**Exercise instructions:**
Print the lines of the entries below verbatim, starting with the line that contains "[point] every instance of the blurred green" and running through the last line of the entries, with both ends included.

**The input:**
%%
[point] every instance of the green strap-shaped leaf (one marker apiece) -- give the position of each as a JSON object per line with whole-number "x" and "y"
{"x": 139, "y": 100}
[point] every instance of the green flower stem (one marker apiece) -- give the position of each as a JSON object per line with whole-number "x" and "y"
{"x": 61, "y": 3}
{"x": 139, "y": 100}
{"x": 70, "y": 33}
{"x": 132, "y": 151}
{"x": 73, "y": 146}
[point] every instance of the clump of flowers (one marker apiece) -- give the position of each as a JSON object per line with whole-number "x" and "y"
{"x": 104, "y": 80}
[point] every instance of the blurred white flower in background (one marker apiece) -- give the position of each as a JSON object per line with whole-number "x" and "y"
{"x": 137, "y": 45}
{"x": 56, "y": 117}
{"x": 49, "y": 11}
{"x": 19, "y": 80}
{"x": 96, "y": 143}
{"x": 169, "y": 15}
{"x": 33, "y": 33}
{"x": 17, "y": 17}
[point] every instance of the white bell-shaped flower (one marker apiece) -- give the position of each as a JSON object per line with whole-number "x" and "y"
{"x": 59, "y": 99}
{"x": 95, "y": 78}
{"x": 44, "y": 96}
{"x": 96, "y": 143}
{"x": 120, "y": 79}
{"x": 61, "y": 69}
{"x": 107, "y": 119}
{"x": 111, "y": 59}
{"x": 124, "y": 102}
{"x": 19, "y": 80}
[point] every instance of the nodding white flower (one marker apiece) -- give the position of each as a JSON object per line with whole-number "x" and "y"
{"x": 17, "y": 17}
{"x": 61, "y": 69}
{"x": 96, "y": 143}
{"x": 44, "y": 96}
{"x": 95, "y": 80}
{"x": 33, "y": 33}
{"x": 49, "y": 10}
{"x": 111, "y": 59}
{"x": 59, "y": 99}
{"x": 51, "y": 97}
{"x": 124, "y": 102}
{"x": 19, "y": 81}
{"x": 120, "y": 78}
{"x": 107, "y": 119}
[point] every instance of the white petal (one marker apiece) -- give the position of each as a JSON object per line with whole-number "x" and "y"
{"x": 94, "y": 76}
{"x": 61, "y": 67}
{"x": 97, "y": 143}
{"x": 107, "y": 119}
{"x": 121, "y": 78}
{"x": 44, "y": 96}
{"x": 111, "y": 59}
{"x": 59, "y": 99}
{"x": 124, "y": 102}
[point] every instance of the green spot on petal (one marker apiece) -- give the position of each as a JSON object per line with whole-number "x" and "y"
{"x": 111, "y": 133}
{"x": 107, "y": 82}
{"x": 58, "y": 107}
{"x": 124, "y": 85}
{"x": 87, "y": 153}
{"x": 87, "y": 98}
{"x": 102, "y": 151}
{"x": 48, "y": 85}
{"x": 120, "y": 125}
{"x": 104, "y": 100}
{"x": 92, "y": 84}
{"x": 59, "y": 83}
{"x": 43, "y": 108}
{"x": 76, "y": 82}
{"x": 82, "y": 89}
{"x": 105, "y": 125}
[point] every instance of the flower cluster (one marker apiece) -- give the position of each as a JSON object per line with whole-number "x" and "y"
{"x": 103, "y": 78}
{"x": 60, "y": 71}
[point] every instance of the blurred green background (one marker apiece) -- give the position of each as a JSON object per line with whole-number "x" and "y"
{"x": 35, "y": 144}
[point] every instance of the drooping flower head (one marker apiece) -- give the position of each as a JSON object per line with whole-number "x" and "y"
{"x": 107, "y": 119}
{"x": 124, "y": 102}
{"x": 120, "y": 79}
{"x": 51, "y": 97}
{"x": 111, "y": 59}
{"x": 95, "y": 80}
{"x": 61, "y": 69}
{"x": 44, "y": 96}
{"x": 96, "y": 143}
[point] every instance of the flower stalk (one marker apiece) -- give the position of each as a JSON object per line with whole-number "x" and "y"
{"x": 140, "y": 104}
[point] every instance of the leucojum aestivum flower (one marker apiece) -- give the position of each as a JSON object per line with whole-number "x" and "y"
%%
**Answer for this exercise:**
[point] every instance of the blurred green background (one marker apiece) -- give the position of each as a JSON object per line with whole-number "x" and "y"
{"x": 35, "y": 144}
[point] every instance of the drooping flower head (one marker apiece) -- give the position of each as a JSON object per line with whole-number "x" and "y"
{"x": 107, "y": 119}
{"x": 124, "y": 102}
{"x": 120, "y": 79}
{"x": 51, "y": 97}
{"x": 111, "y": 59}
{"x": 95, "y": 80}
{"x": 61, "y": 69}
{"x": 44, "y": 96}
{"x": 96, "y": 143}
[point] every instance of the flower stalk (one marker apiece) -- give the position of each as a JSON object per line with whole-number "x" and "y"
{"x": 140, "y": 104}
[point] every instance of the leucojum aestivum flower (one marker apiece) -- give the position of each as a JSON object per line with whole-number "x" and "y"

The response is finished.